_Excerpted text_.
.....

Joseph Murumbi: Jomo Kenyatta's Vice President Who Resigned Over Failed Speech

A memoir has laid bare dramatics from the Jomo Kenyatta regime including a vice president who was forced to resign after his speech failed to reach a set mark.

According to the first Head of Civil Service Duncan Ndegwa's memoir, Walking in Kenyatta Struggles, former veep Joseph Murumbi stepped down after a disagreement with officials from the Foreign Affairs ministry.

The dispute arose over a speech he had contributed for presentation at the United Nations General Assembly.

The ministry had overruled his opinion but his controversial resignation was fed to the public as resulting from a medical condition he experienced.

"Still smarting over the death of Pio Gama Pinto in February 1965, Joseph Murumbi assumed the vice-presidency only to relinquish it in a huff.

"The public was told that the Vice-President had resigned on medical grounds, while, in fact, the real cause was a signal made from the Foreign Affairs office overruling his opinion in a draft speech to be delivered at the UN General Assembly that October," wrote Ndegwa.

All the events took place at the height of a dispute between the president and former VP Jaramogi Oginga Odinga.

Murumbi's resignation gave former President Daniel Arap Moi a smooth sail into power to replace him rendering Tom Mboya, who was the Secretary General of KANU, a general without command.

"That was how Daniel Moi became vice president. He marched into the heart of government as VP. As a result of all the shifting and shuffling, Tom Mboya, the Secretary-General of KANU, was rendered a general without command," he continued.

Murumbi's prowess in serving the president was questioned by a ministry he had led in 1966 for two years immediately before assuming the VP post.

After he left politics, he became the Acting-Chairman of the Kenyan National Archives and co-founded an art gallery 'African Heritage' with Alan Donovan that became the biggest on the continent.

.....

_Action item_.
Update the Murumbi article from the words "All the events" through "on the continent.", putting "largest" in place of "biggest". The dataset records after the Murumbi article are separate material.

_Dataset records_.
.....

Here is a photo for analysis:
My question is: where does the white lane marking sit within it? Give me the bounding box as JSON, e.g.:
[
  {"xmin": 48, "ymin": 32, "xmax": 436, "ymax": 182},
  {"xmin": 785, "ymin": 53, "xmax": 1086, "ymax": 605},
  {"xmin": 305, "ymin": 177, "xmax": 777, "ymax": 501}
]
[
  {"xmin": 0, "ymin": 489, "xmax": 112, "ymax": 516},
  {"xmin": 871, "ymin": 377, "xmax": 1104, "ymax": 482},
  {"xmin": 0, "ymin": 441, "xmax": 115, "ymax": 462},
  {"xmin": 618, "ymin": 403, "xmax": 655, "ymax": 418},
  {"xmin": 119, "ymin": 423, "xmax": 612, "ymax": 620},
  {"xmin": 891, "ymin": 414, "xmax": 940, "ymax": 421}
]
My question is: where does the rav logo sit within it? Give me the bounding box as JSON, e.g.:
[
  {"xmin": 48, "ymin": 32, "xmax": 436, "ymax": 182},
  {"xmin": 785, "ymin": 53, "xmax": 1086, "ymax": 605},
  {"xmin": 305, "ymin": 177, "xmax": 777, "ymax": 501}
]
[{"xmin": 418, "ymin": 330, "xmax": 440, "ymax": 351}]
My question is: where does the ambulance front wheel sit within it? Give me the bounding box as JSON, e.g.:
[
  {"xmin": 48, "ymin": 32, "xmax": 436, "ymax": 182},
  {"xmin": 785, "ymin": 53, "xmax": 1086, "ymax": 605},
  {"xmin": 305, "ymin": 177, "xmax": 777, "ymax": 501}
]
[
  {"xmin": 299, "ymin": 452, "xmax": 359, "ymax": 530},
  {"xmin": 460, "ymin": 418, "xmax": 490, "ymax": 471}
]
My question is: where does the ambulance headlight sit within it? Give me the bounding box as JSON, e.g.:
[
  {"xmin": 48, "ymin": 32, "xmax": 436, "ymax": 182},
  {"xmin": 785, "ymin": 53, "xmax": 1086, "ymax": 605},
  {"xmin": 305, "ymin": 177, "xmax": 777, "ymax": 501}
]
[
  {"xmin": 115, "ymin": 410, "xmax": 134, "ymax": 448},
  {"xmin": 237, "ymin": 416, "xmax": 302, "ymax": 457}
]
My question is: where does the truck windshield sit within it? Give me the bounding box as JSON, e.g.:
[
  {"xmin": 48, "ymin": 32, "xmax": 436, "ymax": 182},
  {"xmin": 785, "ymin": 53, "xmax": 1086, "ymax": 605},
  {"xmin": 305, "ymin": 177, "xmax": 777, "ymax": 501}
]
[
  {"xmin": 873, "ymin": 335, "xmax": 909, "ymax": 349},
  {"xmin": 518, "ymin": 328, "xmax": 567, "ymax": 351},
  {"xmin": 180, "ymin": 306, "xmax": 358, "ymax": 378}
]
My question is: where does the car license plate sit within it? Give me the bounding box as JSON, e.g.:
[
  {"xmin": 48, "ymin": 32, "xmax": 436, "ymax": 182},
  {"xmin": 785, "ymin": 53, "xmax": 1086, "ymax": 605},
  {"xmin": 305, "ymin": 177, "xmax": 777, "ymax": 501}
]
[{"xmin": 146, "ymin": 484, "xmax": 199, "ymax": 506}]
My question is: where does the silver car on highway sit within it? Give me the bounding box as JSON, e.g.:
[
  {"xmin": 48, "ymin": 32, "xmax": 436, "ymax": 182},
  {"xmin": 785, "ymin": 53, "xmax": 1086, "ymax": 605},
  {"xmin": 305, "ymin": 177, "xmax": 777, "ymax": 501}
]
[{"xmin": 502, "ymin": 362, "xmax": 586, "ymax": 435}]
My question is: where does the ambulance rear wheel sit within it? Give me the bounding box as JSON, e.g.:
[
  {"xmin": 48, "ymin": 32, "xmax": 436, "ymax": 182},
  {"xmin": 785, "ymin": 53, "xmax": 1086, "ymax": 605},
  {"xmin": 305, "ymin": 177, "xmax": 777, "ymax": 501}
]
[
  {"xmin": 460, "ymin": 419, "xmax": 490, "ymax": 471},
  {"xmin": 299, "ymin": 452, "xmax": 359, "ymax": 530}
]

.....

_Finished task_.
All the events took place at the height of a dispute between the president and former VP Jaramogi Oginga Odinga.

Murumbi's resignation gave former President Daniel Arap Moi a smooth sail into power to replace him rendering Tom Mboya, who was the Secretary General of KANU, a general without command.

"That was how Daniel Moi became vice president. He marched into the heart of government as VP. As a result of all the shifting and shuffling, Tom Mboya, the Secretary-General of KANU, was rendered a general without command," he continued.

Murumbi's prowess in serving the president was questioned by a ministry he had led in 1966 for two years immediately before assuming the VP post.

After he left politics, he became the Acting-Chairman of the Kenyan National Archives and co-founded an art gallery 'African Heritage' with Alan Donovan that became the largest on the continent.